# [Excerpted text]
Joseph Ataman, Livia Borghese and Amandine Hess, CNN

Anyone wanting to summit Europe’s tallest peak, Mont Blanc, may soon have to put up a €15,000 (about $15,300) deposit to cover possible rescue and funeral costs under plans announced by a local mayor fed up with the “contempt” of risk-taking climbers.

Jean-Marc Peillex, mayor of Saint-Gervais-les-Bains, a town on the French side, says too many unqualified climbers are gambling with their lives on the mountain, where recent hot weather has made conditions more treacherous.

“The municipality of Saint-Gervais plans to take measures adapted to the irresponsibility of some and the risks they make rescuers run,” Peillex said in a statement on Twitter.

According to the mayor, the €15,000 deposit corresponds to the “average cost of a rescue (€10,000) and to the funeral costs of a victim (€5,000).”

“It is unacceptable that it is the French taxpayer who bears these costs,” Peillex said, adding that those who make the climb now do so “with death in their backpack.”

‘Russian routlette’

Due to the “extremely dangerous” conditions along the Couloir du Goûter — a particularly challenging section also known as the Corridor of Death — Peillex said reaching the summit of Mont Blanc via a popular path known as the Voie Royale, or Royal Way, was strictly advised against.

# [Stated goal 1]
In one to three sentences, explain why the mayor in the Mont Blanc article set the deposit at €15,000.
# [Stated goal 2]
Please continue the Mont Blanc article from where it stops.
The material that comes next isn't needed for this.

# [Records supplied]
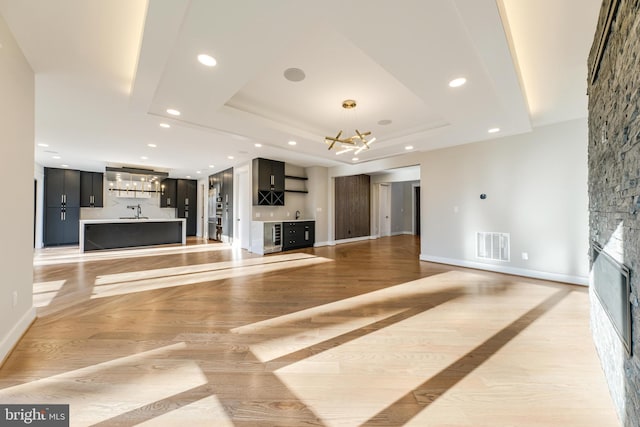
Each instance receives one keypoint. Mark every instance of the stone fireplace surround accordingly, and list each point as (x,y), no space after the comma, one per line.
(614,187)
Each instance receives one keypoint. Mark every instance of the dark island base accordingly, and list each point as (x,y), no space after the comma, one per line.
(128,235)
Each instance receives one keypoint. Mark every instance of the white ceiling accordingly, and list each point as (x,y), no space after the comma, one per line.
(107,70)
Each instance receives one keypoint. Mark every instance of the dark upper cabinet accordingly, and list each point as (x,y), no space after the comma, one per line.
(187,203)
(62,187)
(352,206)
(268,182)
(168,193)
(62,201)
(91,187)
(298,234)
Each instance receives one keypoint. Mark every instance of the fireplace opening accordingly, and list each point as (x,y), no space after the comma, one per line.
(610,281)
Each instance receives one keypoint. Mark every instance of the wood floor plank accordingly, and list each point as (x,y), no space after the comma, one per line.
(355,334)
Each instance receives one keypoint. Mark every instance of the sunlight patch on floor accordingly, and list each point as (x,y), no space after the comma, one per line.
(383,366)
(180,276)
(52,256)
(45,292)
(404,290)
(302,337)
(195,268)
(124,383)
(207,411)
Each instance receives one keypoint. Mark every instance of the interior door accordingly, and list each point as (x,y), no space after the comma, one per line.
(385,210)
(242,211)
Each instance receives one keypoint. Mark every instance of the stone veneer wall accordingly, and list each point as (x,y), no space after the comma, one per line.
(614,183)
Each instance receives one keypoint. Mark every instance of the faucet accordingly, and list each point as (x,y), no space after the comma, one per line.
(137,208)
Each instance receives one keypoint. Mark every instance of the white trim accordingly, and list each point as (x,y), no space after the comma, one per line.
(353,239)
(398,233)
(11,339)
(535,274)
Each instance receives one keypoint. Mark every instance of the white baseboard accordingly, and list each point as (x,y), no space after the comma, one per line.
(535,274)
(10,340)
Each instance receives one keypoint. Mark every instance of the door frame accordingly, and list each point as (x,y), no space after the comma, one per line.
(242,208)
(415,208)
(381,212)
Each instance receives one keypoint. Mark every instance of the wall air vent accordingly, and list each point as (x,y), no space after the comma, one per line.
(493,246)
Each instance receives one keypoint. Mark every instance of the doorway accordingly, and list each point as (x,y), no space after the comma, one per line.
(416,210)
(384,216)
(242,228)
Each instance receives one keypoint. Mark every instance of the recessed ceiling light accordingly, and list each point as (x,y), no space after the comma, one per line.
(294,74)
(207,60)
(457,82)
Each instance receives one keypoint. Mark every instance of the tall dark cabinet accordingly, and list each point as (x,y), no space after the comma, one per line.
(221,208)
(187,203)
(227,203)
(168,197)
(268,182)
(62,206)
(91,186)
(353,206)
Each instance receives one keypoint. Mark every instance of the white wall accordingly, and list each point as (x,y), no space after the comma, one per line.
(38,175)
(536,187)
(17,172)
(317,202)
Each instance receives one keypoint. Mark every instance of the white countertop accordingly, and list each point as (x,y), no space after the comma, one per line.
(124,220)
(284,220)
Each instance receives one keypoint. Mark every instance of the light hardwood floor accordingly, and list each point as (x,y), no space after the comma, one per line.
(359,334)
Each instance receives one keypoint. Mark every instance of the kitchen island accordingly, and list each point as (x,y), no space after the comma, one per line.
(99,234)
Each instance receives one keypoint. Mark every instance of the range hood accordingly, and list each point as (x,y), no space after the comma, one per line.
(134,182)
(133,174)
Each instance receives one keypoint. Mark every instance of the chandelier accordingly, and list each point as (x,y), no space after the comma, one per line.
(357,142)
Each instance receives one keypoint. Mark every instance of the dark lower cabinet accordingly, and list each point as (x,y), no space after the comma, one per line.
(298,234)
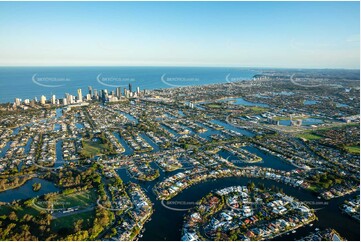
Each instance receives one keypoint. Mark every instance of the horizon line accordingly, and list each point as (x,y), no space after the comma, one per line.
(175,66)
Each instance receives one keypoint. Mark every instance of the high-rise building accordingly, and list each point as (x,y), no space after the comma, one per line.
(80,96)
(118,92)
(42,99)
(53,99)
(17,101)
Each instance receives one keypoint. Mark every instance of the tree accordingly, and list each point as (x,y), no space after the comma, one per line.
(13,216)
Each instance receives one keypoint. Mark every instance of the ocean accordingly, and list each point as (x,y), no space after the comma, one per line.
(31,82)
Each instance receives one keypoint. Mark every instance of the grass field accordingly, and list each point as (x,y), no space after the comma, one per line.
(78,199)
(67,222)
(20,212)
(353,149)
(309,136)
(91,148)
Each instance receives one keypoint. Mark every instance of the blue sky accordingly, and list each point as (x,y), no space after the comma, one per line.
(240,34)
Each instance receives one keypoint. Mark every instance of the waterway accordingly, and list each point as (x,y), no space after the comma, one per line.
(305,122)
(129,117)
(127,149)
(233,128)
(241,101)
(26,190)
(268,160)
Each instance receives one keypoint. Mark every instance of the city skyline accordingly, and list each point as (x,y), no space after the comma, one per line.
(231,34)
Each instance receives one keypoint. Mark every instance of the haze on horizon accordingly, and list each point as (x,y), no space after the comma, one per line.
(239,34)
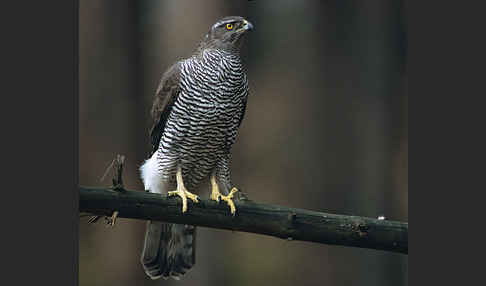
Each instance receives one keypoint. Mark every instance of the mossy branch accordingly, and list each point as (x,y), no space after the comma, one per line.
(278,221)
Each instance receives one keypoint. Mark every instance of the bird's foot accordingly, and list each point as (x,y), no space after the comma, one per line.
(184,194)
(182,191)
(215,194)
(229,201)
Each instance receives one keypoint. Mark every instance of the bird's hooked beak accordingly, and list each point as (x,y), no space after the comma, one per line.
(247,25)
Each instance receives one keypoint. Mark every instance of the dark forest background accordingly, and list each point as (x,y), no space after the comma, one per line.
(326,129)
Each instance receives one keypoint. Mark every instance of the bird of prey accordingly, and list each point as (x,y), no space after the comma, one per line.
(198,108)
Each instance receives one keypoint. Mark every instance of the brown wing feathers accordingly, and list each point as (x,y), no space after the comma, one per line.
(165,97)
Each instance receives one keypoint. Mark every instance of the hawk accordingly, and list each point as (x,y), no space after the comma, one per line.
(198,108)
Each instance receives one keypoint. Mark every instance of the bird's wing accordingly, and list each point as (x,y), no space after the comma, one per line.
(165,97)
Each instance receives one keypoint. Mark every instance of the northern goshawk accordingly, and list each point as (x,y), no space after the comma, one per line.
(198,108)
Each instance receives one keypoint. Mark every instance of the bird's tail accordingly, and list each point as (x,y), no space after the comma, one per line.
(169,249)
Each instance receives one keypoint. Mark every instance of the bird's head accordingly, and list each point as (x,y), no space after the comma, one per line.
(227,33)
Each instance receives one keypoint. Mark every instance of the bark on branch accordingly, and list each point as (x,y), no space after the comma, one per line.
(278,221)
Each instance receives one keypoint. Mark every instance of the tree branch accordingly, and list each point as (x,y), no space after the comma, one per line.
(279,221)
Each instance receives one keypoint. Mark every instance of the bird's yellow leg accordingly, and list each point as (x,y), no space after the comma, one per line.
(182,191)
(216,195)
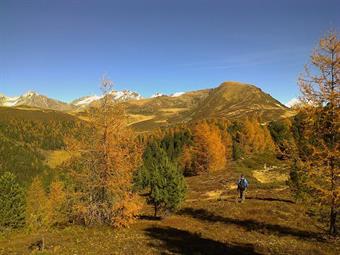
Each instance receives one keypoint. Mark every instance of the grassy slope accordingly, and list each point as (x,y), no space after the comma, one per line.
(230,100)
(209,222)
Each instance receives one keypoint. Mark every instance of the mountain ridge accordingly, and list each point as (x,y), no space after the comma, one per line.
(230,100)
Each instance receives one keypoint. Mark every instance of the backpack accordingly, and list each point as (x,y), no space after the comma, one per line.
(242,184)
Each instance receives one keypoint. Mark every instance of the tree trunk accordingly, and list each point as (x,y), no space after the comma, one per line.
(332,226)
(333,214)
(156,209)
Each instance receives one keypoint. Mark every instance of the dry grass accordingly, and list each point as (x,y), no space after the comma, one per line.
(211,221)
(56,158)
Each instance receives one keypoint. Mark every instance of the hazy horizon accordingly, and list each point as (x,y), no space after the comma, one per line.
(61,49)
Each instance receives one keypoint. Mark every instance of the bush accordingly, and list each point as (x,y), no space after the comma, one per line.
(12,202)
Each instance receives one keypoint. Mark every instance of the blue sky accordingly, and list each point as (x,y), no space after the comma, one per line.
(62,48)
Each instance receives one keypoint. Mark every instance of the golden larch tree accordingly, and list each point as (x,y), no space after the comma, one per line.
(103,171)
(320,89)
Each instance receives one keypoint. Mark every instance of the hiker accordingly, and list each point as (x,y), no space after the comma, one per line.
(242,185)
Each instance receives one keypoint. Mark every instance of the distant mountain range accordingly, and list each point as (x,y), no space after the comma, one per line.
(231,100)
(34,99)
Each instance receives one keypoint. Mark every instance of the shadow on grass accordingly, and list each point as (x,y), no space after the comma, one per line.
(149,217)
(249,225)
(184,242)
(271,199)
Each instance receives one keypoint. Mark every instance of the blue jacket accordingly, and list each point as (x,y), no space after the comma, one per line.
(245,183)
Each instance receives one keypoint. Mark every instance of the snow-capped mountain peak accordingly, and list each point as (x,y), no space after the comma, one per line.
(176,94)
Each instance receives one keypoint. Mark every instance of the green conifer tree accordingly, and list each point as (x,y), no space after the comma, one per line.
(12,202)
(162,178)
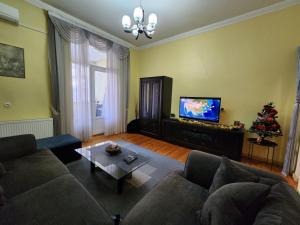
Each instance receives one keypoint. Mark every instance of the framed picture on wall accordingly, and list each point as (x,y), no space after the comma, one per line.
(12,61)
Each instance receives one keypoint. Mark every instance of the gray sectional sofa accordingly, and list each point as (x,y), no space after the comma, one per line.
(39,190)
(179,198)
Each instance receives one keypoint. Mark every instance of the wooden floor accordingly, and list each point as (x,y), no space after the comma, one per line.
(174,151)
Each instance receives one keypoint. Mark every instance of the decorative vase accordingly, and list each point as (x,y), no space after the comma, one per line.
(259,139)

# [Exercise output 1]
According to the mayor, the €15,000 equals the average cost of a rescue (€10,000) plus the funeral costs of a victim (€5,000). He says French taxpayers should not have to bear these costs.

# [Exercise output 2]
Climbing Mont Blanc has been made riskier by large rockfalls and a period of drought and heat waves, he added.

The mayor accused around 50 “pseudo-mountain-climbers” who traversed the route in July of “playing the latest fashionable game: Russian roulette!”

His statement said gendarmes in a helicopter used a megaphone to make a group of Romanian hikers turn back from an attempt to summit Mont Blanc using a megaphone on July 30.

On the Italian side of the mountain, the mayor of the ski resort town of Courmayeur, Roberto Rota, has described Peillex’s deposit plan as “surreal.”

In comments confirmed by his press office, Rota told the daily Corriere della Sera that “the mountain is not a property.”

“We, as administrators, can limit ourselves to reporting sub-optimal routes’ conditions, but asking for a deposit to climb to the top is surreal,” he said. “The decision to close a path, a route, is made if there is an objective risk.”